BRIEF: Any images in the records should be skipped; transcribe the rest exactly.

Natural-language object grounding data:
======

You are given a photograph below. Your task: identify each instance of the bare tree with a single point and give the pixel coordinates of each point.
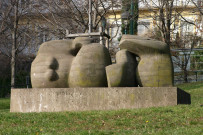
(15, 31)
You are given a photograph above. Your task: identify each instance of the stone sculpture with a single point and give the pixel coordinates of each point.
(155, 68)
(122, 74)
(62, 64)
(81, 63)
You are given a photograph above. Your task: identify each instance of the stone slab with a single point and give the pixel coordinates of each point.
(82, 99)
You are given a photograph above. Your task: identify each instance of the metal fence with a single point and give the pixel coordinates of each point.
(193, 76)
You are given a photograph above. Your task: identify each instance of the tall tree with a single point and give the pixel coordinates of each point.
(15, 35)
(132, 7)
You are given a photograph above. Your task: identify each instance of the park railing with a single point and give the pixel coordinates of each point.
(193, 76)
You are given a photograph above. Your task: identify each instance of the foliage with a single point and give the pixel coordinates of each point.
(197, 60)
(181, 119)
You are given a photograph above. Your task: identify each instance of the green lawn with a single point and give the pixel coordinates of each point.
(175, 120)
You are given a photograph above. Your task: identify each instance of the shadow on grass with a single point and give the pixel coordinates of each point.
(4, 103)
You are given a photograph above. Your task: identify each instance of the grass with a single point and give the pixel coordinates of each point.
(174, 120)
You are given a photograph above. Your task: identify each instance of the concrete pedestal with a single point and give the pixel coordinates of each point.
(82, 99)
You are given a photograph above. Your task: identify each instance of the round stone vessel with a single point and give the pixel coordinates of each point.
(88, 68)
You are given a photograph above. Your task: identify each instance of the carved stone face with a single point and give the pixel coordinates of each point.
(51, 67)
(52, 64)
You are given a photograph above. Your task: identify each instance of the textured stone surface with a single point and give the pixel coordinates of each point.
(51, 67)
(88, 67)
(122, 74)
(155, 68)
(81, 99)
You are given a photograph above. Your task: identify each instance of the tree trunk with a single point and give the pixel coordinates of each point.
(14, 42)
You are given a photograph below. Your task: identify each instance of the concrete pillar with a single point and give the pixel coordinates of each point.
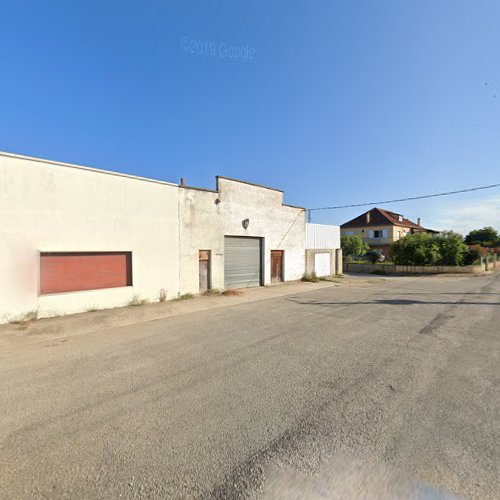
(338, 261)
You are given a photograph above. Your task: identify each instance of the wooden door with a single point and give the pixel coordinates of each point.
(276, 266)
(204, 267)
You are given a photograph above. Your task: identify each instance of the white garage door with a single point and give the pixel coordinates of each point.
(242, 262)
(322, 264)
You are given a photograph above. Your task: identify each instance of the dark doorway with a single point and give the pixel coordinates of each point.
(276, 266)
(204, 260)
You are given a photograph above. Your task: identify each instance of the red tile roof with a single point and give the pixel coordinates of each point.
(381, 217)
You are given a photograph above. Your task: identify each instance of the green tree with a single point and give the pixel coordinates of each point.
(353, 245)
(486, 237)
(452, 248)
(418, 249)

======

YOUR SOLUTION:
You are given a photograph below. Your task: identify each instance of the bare tree with a single point and give the pixel coordinates of each point.
(15, 31)
You are given a photograph above. Your task: identify each instance of the stone sculpture with a single point and give the pixel coordinates of each point.
(155, 68)
(122, 74)
(62, 64)
(81, 63)
You are given a photograph above. Your task: identify each instance of the stone slab with a single point and give the pixel coordinates of each point.
(82, 99)
You are given a photograph above. Your task: identify each instance of the metal fence with a single point and give the pixel coordinates of each point.
(193, 76)
You are given a photograph above. Your task: identify each instance of the tall tree with a single point and give the pixel coordinates of each point.
(15, 35)
(132, 7)
You are given a photograph above. Your task: identify each instance of the park railing with a single point and give the pixel coordinates of each point.
(193, 76)
You are given a photograph above. Your task: identify each instance of the foliage with a single point and give the pixel coordinates of each point.
(197, 60)
(181, 119)
You are given a photograph above. Your task: identify each instance of the green lawn with a single point and give the pixel coordinates of each point.
(175, 120)
You are given a photograph above. Your task: identify each instance of the shadow on grass with a single point and give the pixel coordinates of each point.
(4, 103)
You are given a photograph above. Your task: identify each instance of the grass with a single point and give the pixel coordinates of each point.
(174, 120)
You are given a photograph above. Your task: identify each instance of the concrete pedestal with a single point and give the pixel coordinates of each point.
(82, 99)
You are given a photograph above. Your task: identify each instance of the round stone vessel with a single point and give the pixel coordinates of each point.
(88, 68)
You are given a photograph above. Your task: identify each instance of the carved stone face with a single point and give the pixel coordinates of each point.
(51, 67)
(52, 64)
You are given a photograph above. Your task: identify each instance of the textured stone surface with a single point and give the pixel coordinates of each point.
(51, 67)
(88, 67)
(122, 74)
(155, 68)
(81, 99)
You are given a photograph above. Your task: identify each instance of the tree trunk with a single point and give the pixel coordinates of each point.
(14, 42)
You are given a photograph below. Your task: identify each instance of the concrete pillar with a single point and give the pixel coordinates of each point.
(338, 261)
You are given a photograph above. Your task: identify each instance of the wooden door with a single point and give the pixel coordinates of each point.
(276, 266)
(204, 267)
You are given a photograph above. Your task: identify each instance of the white garage door with a single point and give the pixel coordinates of each point.
(242, 262)
(322, 264)
You are given a photograph above. Your task: identify each instance of the dark doorway with a single point and give the pixel coordinates of each point.
(276, 266)
(204, 260)
You are given a photograph above. Your task: identify each instance of the red tile roof with a single point and give the pixel coordinates of each point.
(381, 217)
You are given a photograph above. Your task: identify each instance of the green tree with a single point and give the pixel coordinates of each point.
(353, 245)
(486, 237)
(452, 248)
(418, 249)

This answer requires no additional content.